Short task 1 » Name everyone the Kolo text says supervised the Judenrat's labour department.
Short task 2 » From the listing, pull out each line that includes the word "Query".

Kolo (Warthbrucken)


WARTHBRUCKEN - VOGELSCHAU710

Warthbrucken - Synagogue

Kolo is located about 45 miles northwest of Lodz, and in September 1939, there were 4,560 Jews among a total population of 13,000 residents in Kolo. The German Army arrived in Kolo on 19 September 1939, and immediately the Jews of Kolo were subjected to abuse, looting, forced labour and murder. The Germans renamed Kolo as Warthbruken, and in December 1940, a ghetto was established in the town and it was located primarily in the area of the central market square, and one of its borders was the Warta River. The administration of the Jewish residential area was under the supervision of the Mayor of the town, Willi Schönert, whose energetic actions against the Jewish population was highly regarded by the regional government in Hohensalza.

On the orders of the German authorities a Jewish Council (Judenrat) was established and Pinkus Brenner served as the head of this institution. The Judenrat created a labour department under the supervision of Wron, Neuman, Borkowski, Borenztajn, Lissek, and Frenkiel. The main task of this department was to organise the number of Jewish workers demanded by the German authorities every day. The ghetto area was supervised and guarded by various police units, including Gendarmerie, the Security Police and local ethnic Germans. The nearest main headquarters of the Gestapo was located in Konin. The Jewish Police force in the ghetto consisted of 15 people. The Jews still had the possibility to contact and trade with the immediate Polish population, which helped to ease the harsh living conditions in the ghetto. On 2 October 1940, a total of 150 families were transferred to Bugaj and Nowiny Brdowskie. An unknown number of Jews managed to escape from Kolo, mostly in the direction of Zychlin. At the end of 1940, out of a total population of 11,228 in Kolo, there were still 2,640 Jews. In June 1941, approximately 300 Jews were transferred to forced labour camps in the surrounding area. First, those collected were herded into the synagogue, where they had to wait for three days without any food or water. Dr Franz Sieburg, a representative from the health department of the city of Poznan (Posen), was responsible for the selection of Jews, who were deemed fit for work. In addition, engineer Fritz Neumann and the head of the construction department in Poznan, was also present. During their transport to the camps, the Jews were not given any food or water, and the guards ill-treated them. In August 1941, approximately 100 Jewish girls were transferred to a forced labour camp near Wroclaw (Breslau).

Location identification entries
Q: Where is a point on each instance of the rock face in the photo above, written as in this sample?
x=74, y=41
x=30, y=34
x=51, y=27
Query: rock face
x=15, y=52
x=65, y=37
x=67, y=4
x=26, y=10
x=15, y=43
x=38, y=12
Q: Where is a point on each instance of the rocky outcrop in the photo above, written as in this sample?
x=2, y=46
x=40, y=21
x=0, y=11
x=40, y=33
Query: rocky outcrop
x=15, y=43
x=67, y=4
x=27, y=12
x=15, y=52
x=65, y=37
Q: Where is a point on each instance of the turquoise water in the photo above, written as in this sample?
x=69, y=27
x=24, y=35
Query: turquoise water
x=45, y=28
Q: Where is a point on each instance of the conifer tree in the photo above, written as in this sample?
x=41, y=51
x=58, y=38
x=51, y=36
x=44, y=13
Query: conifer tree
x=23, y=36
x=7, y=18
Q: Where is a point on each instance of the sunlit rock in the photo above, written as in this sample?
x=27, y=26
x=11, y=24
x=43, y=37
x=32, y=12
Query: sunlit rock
--
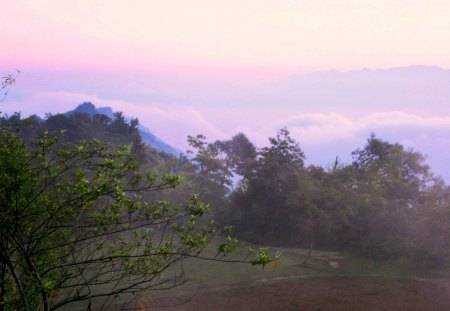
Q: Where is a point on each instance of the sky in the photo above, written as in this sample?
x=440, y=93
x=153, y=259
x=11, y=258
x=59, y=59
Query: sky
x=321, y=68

Task answer 1 » Wron, Neuman, Borkowski, Borenztajn, Lissek, Frenkiel

Task answer 2 »
Query: rock face
Query: rocky outcrop
Query: turquoise water
Query: conifer tree
Query: sunlit rock
Query: sky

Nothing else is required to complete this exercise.